▸ **Brief**
Set down all of the entries precisely as they were written.

▸ **Input data**
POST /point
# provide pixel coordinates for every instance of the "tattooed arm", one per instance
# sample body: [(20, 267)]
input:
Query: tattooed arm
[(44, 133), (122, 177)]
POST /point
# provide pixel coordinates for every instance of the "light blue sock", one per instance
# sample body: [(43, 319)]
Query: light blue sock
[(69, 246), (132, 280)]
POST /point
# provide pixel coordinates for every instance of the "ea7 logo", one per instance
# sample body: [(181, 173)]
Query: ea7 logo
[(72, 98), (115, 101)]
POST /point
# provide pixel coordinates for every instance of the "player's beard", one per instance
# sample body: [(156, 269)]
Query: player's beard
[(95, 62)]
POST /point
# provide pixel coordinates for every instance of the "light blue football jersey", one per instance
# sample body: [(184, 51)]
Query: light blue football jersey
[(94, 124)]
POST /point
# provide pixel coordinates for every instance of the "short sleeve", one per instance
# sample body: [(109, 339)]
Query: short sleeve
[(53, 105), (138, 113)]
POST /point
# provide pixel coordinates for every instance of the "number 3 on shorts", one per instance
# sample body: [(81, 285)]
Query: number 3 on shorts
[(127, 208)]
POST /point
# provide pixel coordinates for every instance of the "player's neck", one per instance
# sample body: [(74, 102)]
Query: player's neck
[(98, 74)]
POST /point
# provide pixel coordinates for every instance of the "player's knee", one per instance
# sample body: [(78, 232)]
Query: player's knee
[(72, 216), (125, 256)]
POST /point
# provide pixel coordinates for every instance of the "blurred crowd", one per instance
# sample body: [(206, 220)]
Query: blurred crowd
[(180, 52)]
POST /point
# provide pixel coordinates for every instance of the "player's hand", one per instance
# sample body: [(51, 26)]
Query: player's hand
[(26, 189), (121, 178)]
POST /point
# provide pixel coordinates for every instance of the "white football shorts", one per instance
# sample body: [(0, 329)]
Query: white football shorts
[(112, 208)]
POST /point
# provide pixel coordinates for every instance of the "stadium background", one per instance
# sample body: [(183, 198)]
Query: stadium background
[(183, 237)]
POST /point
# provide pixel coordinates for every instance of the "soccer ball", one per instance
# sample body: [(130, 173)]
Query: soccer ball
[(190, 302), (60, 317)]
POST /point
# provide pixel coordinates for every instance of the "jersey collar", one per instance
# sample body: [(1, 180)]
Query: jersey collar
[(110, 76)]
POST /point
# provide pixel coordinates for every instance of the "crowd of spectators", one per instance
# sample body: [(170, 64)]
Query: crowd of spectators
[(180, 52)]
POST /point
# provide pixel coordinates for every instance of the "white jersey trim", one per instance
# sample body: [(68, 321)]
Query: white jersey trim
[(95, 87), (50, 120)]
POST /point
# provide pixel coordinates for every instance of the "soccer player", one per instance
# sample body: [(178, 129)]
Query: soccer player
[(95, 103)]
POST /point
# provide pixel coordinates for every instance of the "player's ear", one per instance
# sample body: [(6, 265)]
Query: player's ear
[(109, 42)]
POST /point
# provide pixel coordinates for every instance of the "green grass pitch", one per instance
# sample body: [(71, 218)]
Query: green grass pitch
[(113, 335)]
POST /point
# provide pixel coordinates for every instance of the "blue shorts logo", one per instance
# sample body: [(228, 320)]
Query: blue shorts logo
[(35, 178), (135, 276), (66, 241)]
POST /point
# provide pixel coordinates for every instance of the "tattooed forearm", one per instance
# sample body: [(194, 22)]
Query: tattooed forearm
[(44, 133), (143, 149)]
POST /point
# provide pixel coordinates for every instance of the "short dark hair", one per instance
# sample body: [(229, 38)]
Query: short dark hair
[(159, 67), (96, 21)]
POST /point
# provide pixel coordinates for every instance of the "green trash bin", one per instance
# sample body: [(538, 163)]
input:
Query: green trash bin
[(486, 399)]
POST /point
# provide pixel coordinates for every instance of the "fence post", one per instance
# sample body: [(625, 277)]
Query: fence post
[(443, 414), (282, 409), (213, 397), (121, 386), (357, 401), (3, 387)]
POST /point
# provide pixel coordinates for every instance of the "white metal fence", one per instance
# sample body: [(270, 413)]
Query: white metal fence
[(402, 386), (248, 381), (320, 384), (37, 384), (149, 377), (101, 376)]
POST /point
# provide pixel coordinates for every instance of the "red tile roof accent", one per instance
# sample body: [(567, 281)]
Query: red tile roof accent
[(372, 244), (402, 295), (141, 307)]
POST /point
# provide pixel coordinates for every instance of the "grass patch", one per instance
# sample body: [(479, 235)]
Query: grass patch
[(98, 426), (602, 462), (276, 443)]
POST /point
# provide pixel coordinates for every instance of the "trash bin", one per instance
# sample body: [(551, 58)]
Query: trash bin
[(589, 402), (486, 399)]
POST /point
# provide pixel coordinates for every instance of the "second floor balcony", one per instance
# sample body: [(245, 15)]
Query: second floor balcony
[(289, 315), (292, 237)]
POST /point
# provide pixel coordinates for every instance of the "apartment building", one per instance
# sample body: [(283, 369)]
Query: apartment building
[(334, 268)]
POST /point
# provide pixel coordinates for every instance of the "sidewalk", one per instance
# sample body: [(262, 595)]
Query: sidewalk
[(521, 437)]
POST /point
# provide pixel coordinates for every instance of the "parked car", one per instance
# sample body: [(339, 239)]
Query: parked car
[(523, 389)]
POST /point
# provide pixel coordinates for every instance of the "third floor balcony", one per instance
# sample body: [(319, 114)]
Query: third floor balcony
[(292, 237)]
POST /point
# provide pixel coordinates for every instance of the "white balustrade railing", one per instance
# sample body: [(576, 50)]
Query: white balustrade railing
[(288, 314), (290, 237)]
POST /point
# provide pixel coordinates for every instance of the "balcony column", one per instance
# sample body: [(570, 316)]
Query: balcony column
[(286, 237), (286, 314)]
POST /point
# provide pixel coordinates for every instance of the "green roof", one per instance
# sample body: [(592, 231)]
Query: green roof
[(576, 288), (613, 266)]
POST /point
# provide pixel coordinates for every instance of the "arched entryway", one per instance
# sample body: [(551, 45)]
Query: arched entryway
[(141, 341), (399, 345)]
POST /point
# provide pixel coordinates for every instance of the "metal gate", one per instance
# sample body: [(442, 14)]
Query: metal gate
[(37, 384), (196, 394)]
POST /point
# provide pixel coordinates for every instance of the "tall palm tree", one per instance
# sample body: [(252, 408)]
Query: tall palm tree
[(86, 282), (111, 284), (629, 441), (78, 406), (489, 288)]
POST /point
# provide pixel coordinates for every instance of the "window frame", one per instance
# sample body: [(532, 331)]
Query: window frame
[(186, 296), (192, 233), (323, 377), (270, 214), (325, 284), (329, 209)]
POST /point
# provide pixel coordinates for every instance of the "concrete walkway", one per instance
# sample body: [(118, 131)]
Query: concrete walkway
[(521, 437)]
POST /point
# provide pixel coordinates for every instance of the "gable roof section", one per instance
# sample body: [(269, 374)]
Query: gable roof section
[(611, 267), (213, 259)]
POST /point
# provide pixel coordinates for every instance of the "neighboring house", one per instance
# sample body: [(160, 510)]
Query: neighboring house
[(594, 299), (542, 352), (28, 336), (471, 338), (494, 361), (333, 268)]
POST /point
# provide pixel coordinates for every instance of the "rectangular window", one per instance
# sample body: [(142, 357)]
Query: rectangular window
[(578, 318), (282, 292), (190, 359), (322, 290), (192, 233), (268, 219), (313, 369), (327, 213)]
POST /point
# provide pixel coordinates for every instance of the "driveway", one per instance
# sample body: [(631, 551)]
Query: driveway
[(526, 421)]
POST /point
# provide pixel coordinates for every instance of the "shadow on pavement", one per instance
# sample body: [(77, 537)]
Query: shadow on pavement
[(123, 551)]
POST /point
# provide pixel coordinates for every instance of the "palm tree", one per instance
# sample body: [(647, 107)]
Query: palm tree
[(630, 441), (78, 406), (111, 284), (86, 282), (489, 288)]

▸ **Task result**
POST /point
# provide pixel coordinates for every instance of the "tattooed arm", one per instance
# sample body: [(20, 267)]
input:
Query: tattooed arm
[(44, 133), (122, 177)]
POST /point
# provide pixel coordinates for every instance of the "light blue sock", one per instance
# sample body: [(43, 319)]
Query: light blue sock
[(69, 246), (132, 280)]
POST /point
# provide pixel coordinates for every instance of the "ea7 logo", one per instance
# sample body: [(181, 173)]
Query: ea7 logo
[(72, 98), (115, 101)]
POST /point
# provide pixel coordinates for every instance of the "player's beard", one per instance
# sample body: [(156, 269)]
Query: player's beard
[(95, 62)]
POST /point
# provide pixel coordinates for every instance of the "light blue football jersey", one per instance
# sample body: [(184, 51)]
Query: light blue football jersey
[(94, 124)]
POST /point
# provide pixel coordinates for every instance of the "short sleeve", one per instance
# sample body: [(109, 339)]
Query: short sleeve
[(53, 105), (138, 113)]
POST /point
# provide pixel coordinates for every instance of the "number 3 on shorts", one per instance
# sample body: [(81, 285)]
Query: number 3 on shorts
[(127, 208)]
POST /point
# provide pixel coordinates for every instance of the "player's neck", one per instance
# sample body: [(74, 102)]
Query: player's neck
[(98, 74)]
POST /point
# provide pixel coordinates for every instance of the "player's knee", one per instance
# sample body: [(78, 232)]
Query: player's knee
[(72, 216), (125, 256)]
POST /point
# provide pixel coordinates for every instance of the "blurred crowd", one per instance
# sample body: [(206, 220)]
Query: blurred crowd
[(180, 52)]
POST /point
# provide pixel coordinates for every instance of the "player's hand", one per instance
# sample body: [(51, 26)]
Query: player's hand
[(26, 189), (121, 178)]
POST /point
# provide pixel coordinates for every instance of the "white football shorts", one per instance
# sample body: [(0, 329)]
Query: white football shorts
[(112, 208)]
POST /point
# provide pixel coordinates for every instance of the "stadium background", one per instance
# sample body: [(183, 198)]
Query: stadium background
[(183, 237)]
POST /point
# provide pixel coordinates for every instance of the "soccer ball", one per instance
# sample body: [(130, 173)]
Query: soccer ball
[(190, 302), (60, 317)]
POST /point
# provide pixel coordinates for every instance of the "jersey collar", one per instance
# sample body: [(1, 180)]
Query: jersey collar
[(110, 76)]
POST /point
# provide pixel coordinates for every instance of the "crowd of spectators", one per instance
# sample body: [(170, 64)]
Query: crowd of spectators
[(180, 52)]
POST /point
# provide pixel coordinates for every instance of the "white jersey trim", one per instance
# sample body: [(68, 321)]
Query: white jersey trim
[(95, 87), (50, 120)]
POST /point
# provide pixel coordinates for every instance of the "soccer player", one per instance
# sample body: [(178, 129)]
Query: soccer player
[(95, 103)]
POST /point
# provide pixel coordinates for every instance of the "player's ear", one per instance
# sample body: [(6, 265)]
Query: player's ear
[(109, 42)]
POST /point
# provide pixel coordinates for every instance of the "green grass pitch", one per instance
# sample body: [(71, 218)]
Query: green grass pitch
[(113, 335)]
POST /point
# provide pixel coordinates for every instance of the "blue shorts logo", one per instance
# sample body: [(228, 320)]
Query: blue shorts logo
[(35, 178), (135, 276), (66, 241)]
POST /point
# provide pixel coordinates for every instance of the "tattooed forearm", one per instance
# sample body: [(194, 22)]
Query: tattooed forearm
[(44, 133), (143, 149)]
POST /point
# provide pixel coordinates for every instance of the "short dark hair", one per instance
# sample body: [(229, 38)]
Query: short dark hair
[(159, 67), (96, 21)]
POST /point
# provide pixel coordinates for every instance of the "green trash bin", one per instance
# sample body: [(538, 163)]
input:
Query: green trash bin
[(486, 399)]
POST /point
# provide pixel coordinates for every instance of the "fence post", one per instance
# sample body: [(625, 277)]
Query: fence post
[(443, 414), (282, 409), (213, 397), (121, 386), (357, 401), (3, 387)]
POST /point
# provide pixel coordinates for every instance of the "white metal fence", one per instance
# sample body: [(270, 413)]
Query: white metal fence
[(402, 386), (248, 381), (320, 384), (37, 384), (149, 377), (101, 376)]
POST /point
# provide pixel coordinates for every instance of the "red tile roof accent", one per instance
# sample body: [(567, 281)]
Query: red tile roof accent
[(372, 244), (402, 295), (141, 307)]
POST /point
# provide pixel coordinates for every instance of the "grass patch", one per instance
# sample body: [(479, 235)]
Query: grass patch
[(98, 426), (602, 462), (276, 443)]
POST /point
# provide pixel coordinates for every instance of the "trash bin", one per instance
# sample body: [(551, 58)]
Query: trash bin
[(589, 402), (486, 399)]
POST /point
# provide pixel coordinates for every instance of the "second floor balcony", one per instance
# sample body: [(245, 15)]
Query: second floor balcony
[(289, 315), (292, 237)]
POST /point
# provide pixel coordinates for every instance of the "apartment building", one per instance
# sample body: [(283, 369)]
Query: apartment building
[(334, 268)]
POST /point
# provide pixel coordinates for every instance of the "sidewalk", one per instance
# sample body: [(262, 595)]
Query: sidewalk
[(521, 437)]
POST /point
# provide pixel coordinates for every instance of the "parked car", one per instance
# sample body: [(339, 239)]
Query: parked car
[(523, 389)]
POST /point
# provide pixel coordinates for every instance of the "third floor balcony", one per instance
# sample body: [(319, 114)]
Query: third floor balcony
[(292, 237)]
POST /point
# provide pixel coordinates for every instance of the "white balustrade railing", one per instance
# sample body: [(576, 50)]
Query: white balustrade railing
[(288, 314), (290, 237)]
POST /point
# provide pixel coordinates for every instance of the "balcony column", one per instance
# sample body: [(570, 316)]
Query: balcony column
[(286, 237), (286, 314)]
POST /point
# provide pixel coordinates for every instance of the "green roof", one per instance
# sample body: [(592, 231)]
Query: green roof
[(576, 288), (613, 266)]
POST /point
# provide pixel coordinates for every instance of the "arched entryway", one per instance
# sample body: [(551, 45)]
Query: arched entryway
[(141, 341), (399, 345)]
POST /point
# provide pixel coordinates for every instance of the "metal gate", one per instance
# sample body: [(442, 14)]
Query: metal gate
[(37, 384), (196, 394)]
POST /point
# provide pixel coordinates for every instance of the "tall palm tree", one per instance
# sample body: [(252, 408)]
Query: tall palm tree
[(86, 282), (111, 284), (629, 441), (78, 406), (489, 288)]
POST /point
# provide pixel coordinates for every instance of the "window frame", one per instance
# sample body: [(532, 331)]
Query: window frame
[(186, 296), (192, 233), (323, 377), (270, 214), (325, 284), (329, 209)]
POST /point
# provide pixel coordinates for every instance of the "concrete walkway", one per instance
# sample body: [(118, 131)]
Query: concrete walkway
[(521, 437)]
POST /point
# provide pixel coordinates for every instance of the "gable roof section", one per instance
# sample body: [(269, 374)]
Query: gable roof section
[(611, 267), (213, 259)]
POST /point
# provide pixel coordinates for every instance of the "neighboring house", one per instance
# sample body: [(160, 510)]
Query: neighboring house
[(594, 299), (542, 352), (28, 336), (471, 338), (494, 361), (333, 268)]
POST /point
# provide pixel coordinates for every instance of the "rectangular window", one per instance
# sample body: [(142, 357)]
Query: rectangular window
[(578, 318), (282, 292), (190, 359), (322, 290), (192, 233), (268, 219), (313, 369), (327, 213)]
POST /point
# provide pixel coordinates for every instance of the "driveway", one per instance
# sample body: [(631, 551)]
Query: driveway
[(526, 421)]
POST /point
# provide pixel coordinates for every instance of the "shadow on pavement", one per instance
# sample body: [(77, 537)]
Query: shadow on pavement
[(123, 551)]
POST /point
# provide pixel coordinates for every instance of the "palm tree", one per instance
# sample body: [(647, 107)]
Query: palm tree
[(630, 441), (78, 406), (111, 284), (86, 282), (489, 288)]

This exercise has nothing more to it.